● EXCERTO DA PÁGINA:
───

O diploma classifica, para tanto, os actos processuais em duas categorias: “ actos em suporte electrónico” (os actos praticados por via electrónica) e os “actos em suporte físico”. Embora não explicite em que consistem os actos em “suporte físico”, deve entender-se (relativamente às partes) que são os previstos no art.144 nº7 a), b) e c) CPC, ou seja, escrito entregue na secretaria, remessa pelo correio ou por telecópia.
O diploma alargou subjectivamente o âmbito do justo impedimento, não agora como instrumento apenas da parte (“ sujeitos e intervenientes processuais”) e estabeleceu, no plano objectivo, um duplo regime, consoante o impedimento incida sobre o acto processual electrónico ou em suporte físico.
No entanto, relativamente aos “actos em suporte electrónico” (no sistema informático do Citius), o justo impedimento é oficioso e automático (“ independentemente de requerimento, alegação ou prova (…)” (cf. art.3 nº1).Já quanto aos “actos em suporte físico”, o justo impedimento depende da confirmação pela secretaria do tribunal judicial da “ impossibilidade de acesso ao processo ou a parte dele”, quer em suporte electrónico, quer em suporte físico (cf. art.3 nº2).
Daqui resulta que tendo o acto sido praticado no período legal em que a lei pressupôs a existência de constrangimentos técnicos que afectaram o sistema informático, o justo impedimento é oficioso e automático, não carecendo de alegação e prova, por se tratar de regime especial, em relação ao previsto no art.140 CPC.
Importa realçar as circunstâncias do tempo em que a lei (DL nº 150/2014) foi elaborada aquando da instalação das novas Comarcas, com a consequente migração de processos e a notória instabilidade criada, nomeadamente com o colapso do Citius, o que impeliu o legislador a “clarificar o regime aplicável à prática de actos processuais”, pelo que uma interpretação conforme à Constituição e ao direito fundamental de acesso ao direito e tutela jurisdicional efectiva (art.20 CRP) leva a que se acolha um sentido interpretativo menos restritivo dos direitos dos sujeitos processuais e em favor do “ princípio pro actione”.

───

● Dados guardados:
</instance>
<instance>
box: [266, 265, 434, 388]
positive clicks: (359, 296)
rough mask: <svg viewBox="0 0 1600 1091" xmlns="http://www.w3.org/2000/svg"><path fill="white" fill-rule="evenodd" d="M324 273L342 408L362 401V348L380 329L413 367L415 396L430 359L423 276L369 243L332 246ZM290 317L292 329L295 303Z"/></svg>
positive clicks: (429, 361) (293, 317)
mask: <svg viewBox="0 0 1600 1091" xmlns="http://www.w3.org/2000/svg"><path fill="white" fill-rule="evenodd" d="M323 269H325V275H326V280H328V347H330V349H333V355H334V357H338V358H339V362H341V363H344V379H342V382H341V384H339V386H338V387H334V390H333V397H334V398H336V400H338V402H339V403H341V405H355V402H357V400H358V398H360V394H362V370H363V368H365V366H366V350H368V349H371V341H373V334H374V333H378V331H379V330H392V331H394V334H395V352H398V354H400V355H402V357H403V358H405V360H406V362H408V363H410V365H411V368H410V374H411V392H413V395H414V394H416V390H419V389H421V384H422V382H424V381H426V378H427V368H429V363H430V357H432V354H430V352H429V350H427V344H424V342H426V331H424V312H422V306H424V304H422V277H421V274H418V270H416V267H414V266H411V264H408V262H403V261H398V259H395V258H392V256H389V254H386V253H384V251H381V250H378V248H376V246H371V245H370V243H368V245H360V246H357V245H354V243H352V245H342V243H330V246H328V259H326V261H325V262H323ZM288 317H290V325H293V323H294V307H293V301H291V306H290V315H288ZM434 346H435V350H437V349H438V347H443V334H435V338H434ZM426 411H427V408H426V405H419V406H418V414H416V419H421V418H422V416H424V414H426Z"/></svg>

───

● TAREFAS PROPOSTAS:
**a)** Cite, sem qualquer alteração, o trecho do excerto sobre o justo impedimento que começa com as palavras "O diploma alargou" e termina com "(cf. art.3 nº2).".
**b)** Imprima de novo todas as entradas, linha a linha e sem mudar nada.
O excerto e as entradas são materiais independentes um do outro.

● RESPOSTAS POR TAREFA:
**a)**
O diploma alargou subjectivamente o âmbito do justo impedimento, não agora como instrumento apenas da parte (“ sujeitos e intervenientes processuais”) e estabeleceu, no plano objectivo, um duplo regime, consoante o impedimento incida sobre o acto processual electrónico ou em suporte físico.
No entanto, relativamente aos “actos em suporte electrónico” (no sistema informático do Citius), o justo impedimento é oficioso e automático (“ independentemente de requerimento, alegação ou prova (…)” (cf. art.3 nº1).Já quanto aos “actos em suporte físico”, o justo impedimento depende da confirmação pela secretaria do tribunal judicial da “ impossibilidade de acesso ao processo ou a parte dele”, quer em suporte electrónico, quer em suporte físico (cf. art.3 nº2).

**b)**
</instance>
<instance>
box: [266, 265, 434, 388]
positive clicks: (359, 296)
rough mask: <svg viewBox="0 0 1600 1091" xmlns="http://www.w3.org/2000/svg"><path fill="white" fill-rule="evenodd" d="M324 273L342 408L362 401V348L380 329L413 367L415 396L430 359L423 276L369 243L332 246ZM290 317L292 329L295 303Z"/></svg>
positive clicks: (429, 361) (293, 317)
mask: <svg viewBox="0 0 1600 1091" xmlns="http://www.w3.org/2000/svg"><path fill="white" fill-rule="evenodd" d="M323 269H325V275H326V280H328V347H330V349H333V355H334V357H338V358H339V362H341V363H344V379H342V382H341V384H339V386H338V387H334V390H333V397H334V398H336V400H338V402H339V403H341V405H355V402H357V400H358V398H360V394H362V370H363V368H365V366H366V350H368V349H371V341H373V334H374V333H378V331H379V330H392V331H394V334H395V352H398V354H400V355H402V357H403V358H405V360H406V362H408V363H410V365H411V368H410V374H411V392H413V395H414V394H416V390H419V389H421V384H422V382H424V381H426V378H427V368H429V363H430V357H432V354H430V352H429V350H427V344H424V342H426V331H424V312H422V306H424V304H422V277H421V274H418V270H416V267H414V266H411V264H408V262H403V261H398V259H395V258H392V256H389V254H386V253H384V251H381V250H378V248H376V246H371V245H370V243H368V245H360V246H357V245H354V243H352V245H342V243H330V246H328V259H326V261H325V262H323ZM288 317H290V325H293V323H294V307H293V301H291V306H290V315H288ZM434 346H435V350H437V349H438V347H443V334H435V338H434ZM426 411H427V408H426V405H419V406H418V414H416V419H421V418H422V416H424V414H426Z"/></svg>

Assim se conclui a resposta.